---- Extracted text
John Jay, Alexander Hamilton, and James Madison wrote the Federalist Papers so as to persuade the special Constitutional panels in the 13 states to ratify the newly drafted U.S. Constitution to replace the inadequate Articles of Confederation.  In Paper 83, Mr. Hamilton addresses the construction of Article III, the federal judiciary, arguing for a right to trial by jury in all criminal cases but not in civil cases.  (All emphasis added.)

But this is not, in my estimation, the greatest objection. I feel a deep and deliberate conviction that there are many cases in which the trial by jury is an ineligible one. I think it so particularly in cases which concern the public peace with foreign nations that is, in most cases where the question turns wholly on the laws of nations. Of this nature, among others, are all prize causes. Juries cannot be supposed competent to investigations that require a thorough knowledge of the laws and usages of nations; and they will sometimes be under the influence of impressions which will not suffer them to pay sufficient regard to those considerations of public policy which ought to guide their inquiries. There would of course be always danger that the rights of other nations might be infringed by their decisions, so as to afford occasions of reprisal and war. Though the proper province of juries be to determine matters of fact, yet in most cases legal consequences are complicated with fact in such a manner as to render a separation impracticable.

http://thomas.loc.gov/home/histdox/fed_83.html

Or, just scroll back to Vattel’s own text, in which the phrase “law of nations” and permutations appear generously.

Lie number 3. We know what NBC means because this term is defined in a law review article; and the Boston Globe°; and dicta in several Supreme Court cases not directly on point.

See lie number 1.

° This lie is especially pernicious, for 2 (two) reasons.  First, it falsely implies the theories of the speaker are supported by the imprimatur of the editors of the Boston Globe! In truth, an advice column appearing in the newspaper more than 100 years ago,contained what the writer stated was his personal opinion, namely, the words “native born” and “natural born” appearing in the Constitution in relation to the word “citizen” mean two different things.  Second, it disingenuously sustains a fabricated claim that the words “native born” and “natural born” can honestly be conflated to mean the same thing and then uses the personal off-the-cuff opinion of the columnist to hyperbolically deflate such contention.  Ha, the ‘legal’ pundit pedaling this tripe calls the Globe piece a “crucially relevant article.”  Straw dogs.  As I indicated in the beginning of the present post, following  the basic rules of statutory interpretation necessarily leads to the conclusion that, because the Drafters used “native born” in one section of the document and “natural born” in another section; the courts would assume they intended “native born” and “natural born” to mean two different things!

******************************************************************************************

I cannot say what the Founders intended by the term NBC.  But I am troubled by the willingness of so many purported “patriots” to supplant reason with their interpretation of the document those Founding Patriots created. Of course, I have studied history; of course, I have studied the law. Naturally, I have opinions. But I am not the arbiter of the Constitution’s truth; and neither are any of those internet pontificators, lawyer and layperson alike, who claim otherwise.
--------
Goals:
1: Return the passage of the commentary on Federalist Paper 83 from "Or, just scroll" to "directly on point.".
2: Rewrite the listing, from the line with "point_to(query) puts a dot on the jet" through the end of the listing, as a two-column CSV with the columns request and answer. Give one row per request, with each request's text and its answer in a single quoted field and line breaks replaced by spaces.
The text and the listing come from unrelated sources.
---- Input data
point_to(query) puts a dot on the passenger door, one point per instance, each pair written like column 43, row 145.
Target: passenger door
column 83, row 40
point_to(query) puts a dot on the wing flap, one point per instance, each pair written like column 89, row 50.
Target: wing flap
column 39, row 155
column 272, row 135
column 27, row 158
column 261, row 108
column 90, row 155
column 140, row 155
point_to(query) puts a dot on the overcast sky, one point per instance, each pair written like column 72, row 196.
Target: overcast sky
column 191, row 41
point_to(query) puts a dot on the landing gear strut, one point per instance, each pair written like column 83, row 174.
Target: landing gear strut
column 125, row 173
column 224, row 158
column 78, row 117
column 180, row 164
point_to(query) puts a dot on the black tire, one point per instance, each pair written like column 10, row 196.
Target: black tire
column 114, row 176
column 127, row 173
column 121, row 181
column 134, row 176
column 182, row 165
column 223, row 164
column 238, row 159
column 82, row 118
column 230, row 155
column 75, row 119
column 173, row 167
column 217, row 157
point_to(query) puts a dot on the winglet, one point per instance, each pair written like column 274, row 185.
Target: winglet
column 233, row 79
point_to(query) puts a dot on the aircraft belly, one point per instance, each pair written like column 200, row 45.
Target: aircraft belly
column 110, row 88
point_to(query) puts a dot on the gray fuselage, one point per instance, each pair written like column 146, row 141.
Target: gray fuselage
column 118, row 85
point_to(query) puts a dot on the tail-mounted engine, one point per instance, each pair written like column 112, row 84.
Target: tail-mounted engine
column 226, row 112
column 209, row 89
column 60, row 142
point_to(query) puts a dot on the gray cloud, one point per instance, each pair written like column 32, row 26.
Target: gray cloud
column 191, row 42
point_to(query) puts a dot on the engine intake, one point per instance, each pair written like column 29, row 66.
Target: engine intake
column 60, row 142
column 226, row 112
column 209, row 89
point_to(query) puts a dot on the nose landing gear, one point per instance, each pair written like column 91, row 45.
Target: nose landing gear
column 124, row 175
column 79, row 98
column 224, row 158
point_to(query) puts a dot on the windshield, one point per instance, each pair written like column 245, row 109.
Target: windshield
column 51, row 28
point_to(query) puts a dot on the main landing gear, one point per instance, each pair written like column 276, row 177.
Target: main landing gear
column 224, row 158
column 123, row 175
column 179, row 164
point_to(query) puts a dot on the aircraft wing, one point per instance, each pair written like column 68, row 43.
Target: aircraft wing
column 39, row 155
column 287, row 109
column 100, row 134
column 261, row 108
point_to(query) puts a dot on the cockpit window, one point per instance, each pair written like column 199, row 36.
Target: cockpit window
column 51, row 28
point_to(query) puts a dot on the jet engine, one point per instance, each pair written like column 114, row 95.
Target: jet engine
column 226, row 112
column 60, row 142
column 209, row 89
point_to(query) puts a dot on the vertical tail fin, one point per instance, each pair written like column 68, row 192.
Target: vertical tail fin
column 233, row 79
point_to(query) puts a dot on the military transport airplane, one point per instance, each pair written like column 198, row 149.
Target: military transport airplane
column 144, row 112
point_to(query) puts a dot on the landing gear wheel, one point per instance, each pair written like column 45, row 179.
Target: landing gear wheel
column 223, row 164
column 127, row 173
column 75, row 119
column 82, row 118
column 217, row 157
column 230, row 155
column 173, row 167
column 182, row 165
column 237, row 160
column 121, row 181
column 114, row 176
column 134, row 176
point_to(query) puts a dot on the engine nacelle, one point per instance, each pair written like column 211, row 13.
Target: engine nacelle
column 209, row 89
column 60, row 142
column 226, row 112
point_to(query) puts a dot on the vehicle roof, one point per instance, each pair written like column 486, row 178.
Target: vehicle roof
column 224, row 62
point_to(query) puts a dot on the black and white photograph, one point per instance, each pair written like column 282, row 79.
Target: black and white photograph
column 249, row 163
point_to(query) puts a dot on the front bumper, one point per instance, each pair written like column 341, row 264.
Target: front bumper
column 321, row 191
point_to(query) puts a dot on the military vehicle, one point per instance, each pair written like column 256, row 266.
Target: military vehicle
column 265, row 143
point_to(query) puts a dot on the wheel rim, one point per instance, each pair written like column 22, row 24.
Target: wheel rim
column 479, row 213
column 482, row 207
--------
Full solutions:
1:
Or, just scroll back to Vattel’s own text, in which the phrase “law of nations” and permutations appear generously.

Lie number 3. We know what NBC means because this term is defined in a law review article; and the Boston Globe°; and dicta in several Supreme Court cases not directly on point.

2:
request,answer
"point_to(query) puts a dot on the jet engine, one point per instance, each pair written like column 114, row 95. Target: jet engine","column 226, row 112 column 60, row 142 column 209, row 89"
"point_to(query) puts a dot on the vertical tail fin, one point per instance, each pair written like column 68, row 192. Target: vertical tail fin","column 233, row 79"
"point_to(query) puts a dot on the military transport airplane, one point per instance, each pair written like column 198, row 149. Target: military transport airplane","column 144, row 112"
"point_to(query) puts a dot on the landing gear wheel, one point per instance, each pair written like column 45, row 179. Target: landing gear wheel","column 223, row 164 column 127, row 173 column 75, row 119 column 82, row 118 column 217, row 157 column 230, row 155 column 173, row 167 column 182, row 165 column 237, row 160 column 121, row 181 column 114, row 176 column 134, row 176"
"point_to(query) puts a dot on the engine nacelle, one point per instance, each pair written like column 211, row 13. Target: engine nacelle","column 209, row 89 column 60, row 142 column 226, row 112"
"point_to(query) puts a dot on the vehicle roof, one point per instance, each pair written like column 486, row 178. Target: vehicle roof","column 224, row 62"
"point_to(query) puts a dot on the black and white photograph, one point per instance, each pair written like column 282, row 79. Target: black and white photograph","column 249, row 163"
"point_to(query) puts a dot on the front bumper, one point per instance, each pair written like column 341, row 264. Target: front bumper","column 321, row 191"
"point_to(query) puts a dot on the military vehicle, one point per instance, each pair written like column 256, row 266. Target: military vehicle","column 265, row 143"
"point_to(query) puts a dot on the wheel rim, one point per instance, each pair written like column 22, row 24. Target: wheel rim","column 479, row 213 column 482, row 207"